→ **WHAT NEEDS TO BE DONE**
Copy out all of the material, matching it word for word.

Stored items:
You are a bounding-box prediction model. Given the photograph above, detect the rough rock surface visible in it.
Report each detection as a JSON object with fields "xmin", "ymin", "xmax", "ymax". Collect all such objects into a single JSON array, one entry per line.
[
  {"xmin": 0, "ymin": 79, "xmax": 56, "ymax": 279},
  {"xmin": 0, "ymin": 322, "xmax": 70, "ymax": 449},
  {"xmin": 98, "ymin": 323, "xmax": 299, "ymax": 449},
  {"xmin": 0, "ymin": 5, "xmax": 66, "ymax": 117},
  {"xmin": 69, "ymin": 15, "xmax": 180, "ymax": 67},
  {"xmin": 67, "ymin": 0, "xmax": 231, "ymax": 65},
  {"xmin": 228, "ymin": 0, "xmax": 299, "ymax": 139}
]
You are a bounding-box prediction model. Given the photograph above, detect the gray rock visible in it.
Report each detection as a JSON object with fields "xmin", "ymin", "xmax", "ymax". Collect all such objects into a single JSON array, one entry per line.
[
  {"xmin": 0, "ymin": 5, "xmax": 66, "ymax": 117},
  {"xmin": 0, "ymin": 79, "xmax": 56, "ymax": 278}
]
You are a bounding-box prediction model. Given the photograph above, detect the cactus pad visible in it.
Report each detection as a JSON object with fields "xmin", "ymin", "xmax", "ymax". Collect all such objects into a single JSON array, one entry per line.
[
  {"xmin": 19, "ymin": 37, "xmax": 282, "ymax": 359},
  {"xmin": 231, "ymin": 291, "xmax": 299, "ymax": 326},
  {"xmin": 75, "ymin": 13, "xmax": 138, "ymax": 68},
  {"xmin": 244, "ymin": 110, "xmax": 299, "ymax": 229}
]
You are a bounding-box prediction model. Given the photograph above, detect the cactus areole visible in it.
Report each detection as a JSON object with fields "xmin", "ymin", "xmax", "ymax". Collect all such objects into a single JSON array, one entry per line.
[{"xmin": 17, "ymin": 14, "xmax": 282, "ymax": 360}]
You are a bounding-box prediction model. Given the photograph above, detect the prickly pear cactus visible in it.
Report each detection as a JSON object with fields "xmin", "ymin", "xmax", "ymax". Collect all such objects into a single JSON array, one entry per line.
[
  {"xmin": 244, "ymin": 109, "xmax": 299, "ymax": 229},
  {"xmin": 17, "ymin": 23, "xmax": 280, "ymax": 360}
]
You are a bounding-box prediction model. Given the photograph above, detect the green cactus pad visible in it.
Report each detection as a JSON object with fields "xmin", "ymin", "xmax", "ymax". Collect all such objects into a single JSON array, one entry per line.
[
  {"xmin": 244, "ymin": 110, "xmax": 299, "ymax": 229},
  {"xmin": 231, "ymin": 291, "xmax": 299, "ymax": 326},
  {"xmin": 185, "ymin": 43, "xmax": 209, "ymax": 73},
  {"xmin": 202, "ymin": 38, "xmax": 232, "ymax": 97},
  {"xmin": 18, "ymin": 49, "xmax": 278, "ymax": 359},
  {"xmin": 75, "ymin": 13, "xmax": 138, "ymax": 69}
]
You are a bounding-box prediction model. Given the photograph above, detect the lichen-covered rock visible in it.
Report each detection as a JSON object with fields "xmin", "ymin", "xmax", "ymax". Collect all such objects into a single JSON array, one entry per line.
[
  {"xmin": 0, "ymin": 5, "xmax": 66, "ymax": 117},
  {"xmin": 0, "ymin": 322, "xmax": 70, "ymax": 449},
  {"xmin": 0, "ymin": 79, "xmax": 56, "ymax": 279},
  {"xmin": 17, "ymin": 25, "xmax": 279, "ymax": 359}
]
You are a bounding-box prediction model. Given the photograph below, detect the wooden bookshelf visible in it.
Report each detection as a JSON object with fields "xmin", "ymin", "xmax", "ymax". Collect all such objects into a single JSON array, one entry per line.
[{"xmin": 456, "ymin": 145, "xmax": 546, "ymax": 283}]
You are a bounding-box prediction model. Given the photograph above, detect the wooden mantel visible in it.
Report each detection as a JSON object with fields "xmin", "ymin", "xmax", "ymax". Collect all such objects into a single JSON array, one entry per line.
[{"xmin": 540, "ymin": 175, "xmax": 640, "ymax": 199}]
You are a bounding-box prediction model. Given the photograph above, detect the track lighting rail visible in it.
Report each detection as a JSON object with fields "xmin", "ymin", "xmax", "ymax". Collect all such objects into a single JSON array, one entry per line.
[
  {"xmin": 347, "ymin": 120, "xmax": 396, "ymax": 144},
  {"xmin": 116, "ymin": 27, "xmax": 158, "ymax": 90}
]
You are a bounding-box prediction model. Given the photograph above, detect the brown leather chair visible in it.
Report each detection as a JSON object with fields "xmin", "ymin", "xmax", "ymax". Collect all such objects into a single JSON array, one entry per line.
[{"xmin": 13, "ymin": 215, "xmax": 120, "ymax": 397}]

→ **ANSWER FOR THE TASK**
You are a bounding-box prediction model. Given the photograph above, detect the rough rock surface visible in it.
Report each detection as a JSON object with fields "xmin", "ymin", "xmax", "ymax". Collect all such objects into a single JSON array, one entry per line.
[
  {"xmin": 0, "ymin": 79, "xmax": 56, "ymax": 279},
  {"xmin": 0, "ymin": 322, "xmax": 70, "ymax": 449},
  {"xmin": 98, "ymin": 323, "xmax": 299, "ymax": 449},
  {"xmin": 0, "ymin": 5, "xmax": 66, "ymax": 117},
  {"xmin": 69, "ymin": 15, "xmax": 180, "ymax": 67},
  {"xmin": 67, "ymin": 0, "xmax": 231, "ymax": 65},
  {"xmin": 228, "ymin": 0, "xmax": 299, "ymax": 139}
]
You are a bounding-box prediction model. Given the photograph above, detect the gray rock visible in it.
Report each detection as a JSON object with fields "xmin", "ymin", "xmax", "ymax". Collect all such objects into a single JSON array, one entry per line.
[
  {"xmin": 0, "ymin": 5, "xmax": 66, "ymax": 117},
  {"xmin": 0, "ymin": 79, "xmax": 56, "ymax": 278}
]
You are a bounding-box prediction model. Given the photograph above, detect the cactus pad visible in it.
Report each detection as a JSON object with fields "xmin", "ymin", "xmax", "ymax". Collect all such objects into a single JSON array, one entry per line.
[
  {"xmin": 19, "ymin": 37, "xmax": 282, "ymax": 359},
  {"xmin": 231, "ymin": 291, "xmax": 299, "ymax": 326},
  {"xmin": 75, "ymin": 13, "xmax": 138, "ymax": 68},
  {"xmin": 244, "ymin": 110, "xmax": 299, "ymax": 229}
]
You are a bounding-box prediction model. Given the photograph above, detect the cactus areole visible in it.
Report each detection as a JSON object with fields "xmin", "ymin", "xmax", "ymax". Collect all such objects into a single JSON array, one entry per line.
[{"xmin": 17, "ymin": 14, "xmax": 282, "ymax": 360}]
You are a bounding-box prediction model. Given the photograph above, detect the prickly pear cactus visible in it.
Report each detection as a JSON object with fields "xmin", "ymin", "xmax", "ymax". Collect all such objects into a single JSON array, one entry per line.
[
  {"xmin": 244, "ymin": 109, "xmax": 299, "ymax": 229},
  {"xmin": 17, "ymin": 23, "xmax": 280, "ymax": 360}
]
You are a bounding-box prediction model. Given the photograph above, detect the green cactus pad visible in it.
Report each detection as a JSON object with fields "xmin", "ymin", "xmax", "ymax". Collect all such objects into a single JSON array, one entry per line.
[
  {"xmin": 244, "ymin": 110, "xmax": 299, "ymax": 229},
  {"xmin": 231, "ymin": 291, "xmax": 299, "ymax": 326},
  {"xmin": 185, "ymin": 43, "xmax": 209, "ymax": 73},
  {"xmin": 202, "ymin": 38, "xmax": 232, "ymax": 97},
  {"xmin": 18, "ymin": 49, "xmax": 278, "ymax": 359},
  {"xmin": 75, "ymin": 13, "xmax": 138, "ymax": 69}
]
You are a bounding-box prediction model. Given the photograph above, detect the lichen-covered rock visible in it.
Report each detection as a JSON object with fields "xmin", "ymin", "xmax", "ymax". Collect all such objects into a single JSON array, one entry per line.
[
  {"xmin": 0, "ymin": 5, "xmax": 66, "ymax": 117},
  {"xmin": 0, "ymin": 322, "xmax": 70, "ymax": 449},
  {"xmin": 0, "ymin": 79, "xmax": 56, "ymax": 279},
  {"xmin": 17, "ymin": 25, "xmax": 279, "ymax": 359}
]
You are a bounding-box prediction model. Given the photograph below, detect the wooden bookshelf visible in it.
Report each detection as a JSON object with fields "xmin", "ymin", "xmax", "ymax". Collect all such objects into a single JSON array, one entry per line.
[{"xmin": 456, "ymin": 145, "xmax": 546, "ymax": 283}]
You are a bounding-box prediction model. Given the photograph above, detect the wooden mantel visible in it.
Report each detection as a JSON object with fields "xmin", "ymin", "xmax", "ymax". Collect all such objects into a single JSON array, one entry per line.
[{"xmin": 540, "ymin": 175, "xmax": 640, "ymax": 199}]
You are a bounding-box prediction model. Given the photograph above, detect the track lighting rail visible in it.
Report each detection as a JSON object with fields "xmin", "ymin", "xmax", "ymax". Collect all such objects into a single JSON array, one entry per line.
[
  {"xmin": 347, "ymin": 120, "xmax": 396, "ymax": 144},
  {"xmin": 116, "ymin": 27, "xmax": 158, "ymax": 90}
]
You are a bounding-box prediction model. Given the photograph above, detect the brown leather chair visible in it.
Report each detection as a JSON object with fields "xmin", "ymin", "xmax", "ymax". Collect all such objects into a single JSON array, one entry per line.
[{"xmin": 13, "ymin": 215, "xmax": 120, "ymax": 397}]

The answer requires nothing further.